Stored data
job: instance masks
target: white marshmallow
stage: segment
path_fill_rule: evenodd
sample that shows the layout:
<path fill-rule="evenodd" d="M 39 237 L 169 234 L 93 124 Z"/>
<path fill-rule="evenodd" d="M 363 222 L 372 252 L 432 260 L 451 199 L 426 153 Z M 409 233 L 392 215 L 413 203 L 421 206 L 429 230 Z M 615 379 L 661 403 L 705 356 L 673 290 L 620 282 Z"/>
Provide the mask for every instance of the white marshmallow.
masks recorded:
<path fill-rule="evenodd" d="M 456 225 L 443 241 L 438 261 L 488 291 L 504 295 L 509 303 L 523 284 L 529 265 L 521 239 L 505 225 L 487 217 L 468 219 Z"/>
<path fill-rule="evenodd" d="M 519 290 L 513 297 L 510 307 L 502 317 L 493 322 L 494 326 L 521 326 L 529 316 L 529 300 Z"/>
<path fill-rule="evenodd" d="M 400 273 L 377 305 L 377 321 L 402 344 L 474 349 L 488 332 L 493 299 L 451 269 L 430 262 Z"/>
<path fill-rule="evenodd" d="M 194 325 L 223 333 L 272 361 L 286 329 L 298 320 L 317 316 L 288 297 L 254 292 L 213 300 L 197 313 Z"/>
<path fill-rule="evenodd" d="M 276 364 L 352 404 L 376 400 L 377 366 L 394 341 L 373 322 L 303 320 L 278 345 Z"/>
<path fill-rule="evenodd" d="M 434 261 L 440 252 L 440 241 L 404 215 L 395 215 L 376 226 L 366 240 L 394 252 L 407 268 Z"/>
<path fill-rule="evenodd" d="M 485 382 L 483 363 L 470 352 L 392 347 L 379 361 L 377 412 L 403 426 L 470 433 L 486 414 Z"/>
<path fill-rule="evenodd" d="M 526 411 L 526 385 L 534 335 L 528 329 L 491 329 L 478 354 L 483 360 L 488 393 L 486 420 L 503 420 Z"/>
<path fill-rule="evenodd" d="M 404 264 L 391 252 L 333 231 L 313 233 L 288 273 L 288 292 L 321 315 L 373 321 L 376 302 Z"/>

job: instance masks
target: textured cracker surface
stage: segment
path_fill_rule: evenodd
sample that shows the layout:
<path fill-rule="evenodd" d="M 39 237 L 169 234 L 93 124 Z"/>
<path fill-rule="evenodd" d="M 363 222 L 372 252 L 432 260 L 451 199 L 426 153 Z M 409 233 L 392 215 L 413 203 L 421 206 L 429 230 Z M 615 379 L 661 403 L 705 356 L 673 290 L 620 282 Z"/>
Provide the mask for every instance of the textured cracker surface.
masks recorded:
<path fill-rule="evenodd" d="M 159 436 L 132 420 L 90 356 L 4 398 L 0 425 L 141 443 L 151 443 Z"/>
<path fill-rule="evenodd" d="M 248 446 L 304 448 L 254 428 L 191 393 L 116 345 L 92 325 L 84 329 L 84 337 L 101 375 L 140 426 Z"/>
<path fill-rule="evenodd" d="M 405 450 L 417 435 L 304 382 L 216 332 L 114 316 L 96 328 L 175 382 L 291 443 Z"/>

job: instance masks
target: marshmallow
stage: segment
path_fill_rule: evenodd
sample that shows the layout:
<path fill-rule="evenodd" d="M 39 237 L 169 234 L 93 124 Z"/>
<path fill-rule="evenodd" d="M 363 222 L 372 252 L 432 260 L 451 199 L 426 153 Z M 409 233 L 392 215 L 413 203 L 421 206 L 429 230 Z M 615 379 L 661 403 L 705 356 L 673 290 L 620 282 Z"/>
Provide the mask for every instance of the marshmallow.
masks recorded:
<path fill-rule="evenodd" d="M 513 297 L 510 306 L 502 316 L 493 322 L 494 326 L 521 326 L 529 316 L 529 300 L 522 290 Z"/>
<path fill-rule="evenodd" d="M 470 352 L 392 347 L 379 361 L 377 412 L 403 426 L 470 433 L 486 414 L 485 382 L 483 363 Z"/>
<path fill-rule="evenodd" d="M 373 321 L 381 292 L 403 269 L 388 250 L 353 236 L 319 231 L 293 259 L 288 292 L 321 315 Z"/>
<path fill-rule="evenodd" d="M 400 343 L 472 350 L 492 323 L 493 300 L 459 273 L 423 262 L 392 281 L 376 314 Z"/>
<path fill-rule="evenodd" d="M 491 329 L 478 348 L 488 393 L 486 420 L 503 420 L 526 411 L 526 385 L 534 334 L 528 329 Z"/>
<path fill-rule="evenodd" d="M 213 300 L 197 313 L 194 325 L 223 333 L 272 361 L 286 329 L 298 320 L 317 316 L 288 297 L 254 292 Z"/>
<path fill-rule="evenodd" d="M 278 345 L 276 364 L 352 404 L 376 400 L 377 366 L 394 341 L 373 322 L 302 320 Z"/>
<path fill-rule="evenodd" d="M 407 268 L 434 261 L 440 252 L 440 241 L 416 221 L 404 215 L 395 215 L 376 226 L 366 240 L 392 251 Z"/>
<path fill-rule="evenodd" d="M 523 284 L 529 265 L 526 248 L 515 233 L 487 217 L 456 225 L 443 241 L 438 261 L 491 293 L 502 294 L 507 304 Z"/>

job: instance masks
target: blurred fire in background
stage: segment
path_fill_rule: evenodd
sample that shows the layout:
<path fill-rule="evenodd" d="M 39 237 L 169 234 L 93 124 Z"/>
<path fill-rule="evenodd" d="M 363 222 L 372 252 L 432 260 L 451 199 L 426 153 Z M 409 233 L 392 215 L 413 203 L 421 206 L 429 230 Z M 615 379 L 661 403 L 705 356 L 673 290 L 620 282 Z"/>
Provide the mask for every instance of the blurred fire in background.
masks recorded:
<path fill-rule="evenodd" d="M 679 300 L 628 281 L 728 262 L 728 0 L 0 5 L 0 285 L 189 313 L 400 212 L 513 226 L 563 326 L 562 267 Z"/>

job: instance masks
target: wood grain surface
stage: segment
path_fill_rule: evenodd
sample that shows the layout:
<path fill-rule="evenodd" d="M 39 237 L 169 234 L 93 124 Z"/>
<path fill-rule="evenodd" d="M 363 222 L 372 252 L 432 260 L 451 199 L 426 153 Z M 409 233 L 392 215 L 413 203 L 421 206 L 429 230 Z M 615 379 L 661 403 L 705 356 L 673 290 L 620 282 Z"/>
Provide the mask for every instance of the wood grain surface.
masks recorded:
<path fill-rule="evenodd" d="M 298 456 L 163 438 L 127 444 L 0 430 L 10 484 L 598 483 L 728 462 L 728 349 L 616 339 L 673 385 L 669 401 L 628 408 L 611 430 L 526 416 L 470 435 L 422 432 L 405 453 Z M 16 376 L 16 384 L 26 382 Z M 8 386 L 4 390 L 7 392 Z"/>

* [Given instruction] All of the data shown above must be copied exactly.

* [Answer to this problem]
job: instance masks
target: white marshmallow
stage: segment
path_fill_rule: evenodd
sample that shows the layout:
<path fill-rule="evenodd" d="M 39 237 L 169 234 L 93 124 Z"/>
<path fill-rule="evenodd" d="M 363 222 L 372 252 L 432 260 L 451 199 L 426 153 Z M 409 233 L 392 215 L 413 203 L 421 206 L 429 230 Z M 615 379 L 661 403 L 705 356 L 673 290 L 620 282 Z"/>
Provide the mask for every instance of the white marshmallow.
masks recorded:
<path fill-rule="evenodd" d="M 456 225 L 443 241 L 438 261 L 488 291 L 504 295 L 509 303 L 523 284 L 529 265 L 521 239 L 505 225 L 487 217 L 468 219 Z"/>
<path fill-rule="evenodd" d="M 519 290 L 513 297 L 510 307 L 502 317 L 493 322 L 494 326 L 521 326 L 529 316 L 529 300 Z"/>
<path fill-rule="evenodd" d="M 400 273 L 377 305 L 377 321 L 402 344 L 474 349 L 488 332 L 493 299 L 451 269 L 430 262 Z"/>
<path fill-rule="evenodd" d="M 194 325 L 223 333 L 272 361 L 286 329 L 298 320 L 317 316 L 288 297 L 254 292 L 213 300 L 197 313 Z"/>
<path fill-rule="evenodd" d="M 276 364 L 352 404 L 376 400 L 377 366 L 394 341 L 373 322 L 303 320 L 278 345 Z"/>
<path fill-rule="evenodd" d="M 434 261 L 440 252 L 440 241 L 404 215 L 395 215 L 376 226 L 366 240 L 394 252 L 407 268 Z"/>
<path fill-rule="evenodd" d="M 485 382 L 483 363 L 470 352 L 392 347 L 379 361 L 377 412 L 403 426 L 470 433 L 486 414 Z"/>
<path fill-rule="evenodd" d="M 526 411 L 526 385 L 534 335 L 528 329 L 491 329 L 478 354 L 483 360 L 488 393 L 486 420 L 503 420 Z"/>
<path fill-rule="evenodd" d="M 404 264 L 391 252 L 333 231 L 313 233 L 288 273 L 288 292 L 321 315 L 373 321 L 376 302 Z"/>

job: instance masks
target: textured cracker surface
stage: segment
path_fill_rule: evenodd
sample that shows the layout:
<path fill-rule="evenodd" d="M 39 237 L 169 234 L 93 124 Z"/>
<path fill-rule="evenodd" d="M 363 222 L 372 252 L 432 260 L 451 199 L 426 153 Z M 409 233 L 392 215 L 413 203 L 421 206 L 429 230 Z M 615 379 L 661 403 L 705 356 L 673 290 L 620 282 Z"/>
Provide the mask for every instance of the textured cracker surface.
masks recorded:
<path fill-rule="evenodd" d="M 159 436 L 132 420 L 90 356 L 4 398 L 0 425 L 141 443 L 151 443 Z"/>
<path fill-rule="evenodd" d="M 248 446 L 304 448 L 254 428 L 191 393 L 116 345 L 92 325 L 84 329 L 84 337 L 101 375 L 140 426 Z"/>
<path fill-rule="evenodd" d="M 405 450 L 417 435 L 304 382 L 216 332 L 114 316 L 96 328 L 175 382 L 291 443 Z"/>

job: instance masks
target: marshmallow
stage: segment
path_fill_rule: evenodd
sample that shows the layout:
<path fill-rule="evenodd" d="M 39 237 L 169 234 L 93 124 Z"/>
<path fill-rule="evenodd" d="M 363 222 L 372 252 L 432 260 L 451 199 L 426 153 Z M 409 233 L 392 215 L 413 203 L 421 206 L 429 230 Z M 615 379 L 661 403 L 705 356 L 673 290 L 620 282 Z"/>
Provide the mask for every instance of the marshmallow.
masks recorded:
<path fill-rule="evenodd" d="M 513 297 L 510 306 L 502 316 L 493 322 L 494 326 L 521 326 L 529 316 L 529 300 L 522 290 Z"/>
<path fill-rule="evenodd" d="M 470 352 L 392 347 L 379 361 L 377 412 L 403 426 L 470 433 L 486 414 L 485 382 L 483 363 Z"/>
<path fill-rule="evenodd" d="M 373 321 L 381 292 L 403 269 L 388 250 L 353 236 L 319 231 L 293 259 L 288 292 L 321 315 Z"/>
<path fill-rule="evenodd" d="M 400 343 L 472 350 L 492 323 L 493 300 L 459 273 L 423 262 L 392 281 L 376 314 Z"/>
<path fill-rule="evenodd" d="M 491 329 L 478 348 L 488 393 L 486 420 L 503 420 L 526 411 L 526 385 L 534 334 L 528 329 Z"/>
<path fill-rule="evenodd" d="M 213 300 L 197 313 L 194 325 L 223 333 L 272 361 L 286 329 L 298 320 L 317 316 L 288 297 L 254 292 Z"/>
<path fill-rule="evenodd" d="M 278 345 L 276 364 L 352 404 L 376 400 L 377 366 L 394 341 L 373 322 L 302 320 Z"/>
<path fill-rule="evenodd" d="M 407 268 L 434 261 L 440 252 L 440 241 L 416 221 L 404 215 L 395 215 L 376 226 L 366 240 L 392 251 Z"/>
<path fill-rule="evenodd" d="M 523 284 L 529 265 L 526 248 L 515 233 L 487 217 L 456 225 L 443 241 L 438 261 L 491 293 L 502 294 L 507 304 Z"/>

job: instance masks
target: blurred fire in background
stage: segment
path_fill_rule: evenodd
sample that shows the layout:
<path fill-rule="evenodd" d="M 39 237 L 169 234 L 93 124 Z"/>
<path fill-rule="evenodd" d="M 363 222 L 372 252 L 432 260 L 451 199 L 426 153 Z M 409 233 L 392 215 L 413 203 L 421 206 L 429 230 Z M 615 379 L 661 403 L 705 356 L 673 290 L 620 282 Z"/>
Provide the mask for every instance of the blurred fire in background.
masks recorded:
<path fill-rule="evenodd" d="M 679 300 L 628 281 L 728 262 L 728 0 L 0 5 L 0 285 L 189 313 L 400 212 L 513 226 L 563 326 L 562 267 Z"/>

job: instance masks
target: wood grain surface
stage: segment
path_fill_rule: evenodd
sample that shows the layout:
<path fill-rule="evenodd" d="M 39 237 L 169 234 L 93 124 Z"/>
<path fill-rule="evenodd" d="M 363 222 L 372 252 L 432 260 L 451 199 L 426 153 Z M 409 233 L 392 215 L 413 203 L 421 206 L 429 230 Z M 615 379 L 661 403 L 705 356 L 673 290 L 620 282 Z"/>
Provide the mask for every instance of the wood grain surface.
masks recorded:
<path fill-rule="evenodd" d="M 298 456 L 163 438 L 127 444 L 0 430 L 10 484 L 598 483 L 728 462 L 728 349 L 616 339 L 673 385 L 669 401 L 628 408 L 611 430 L 526 416 L 470 435 L 422 432 L 405 453 Z M 16 376 L 16 384 L 26 382 Z M 8 386 L 4 390 L 7 392 Z"/>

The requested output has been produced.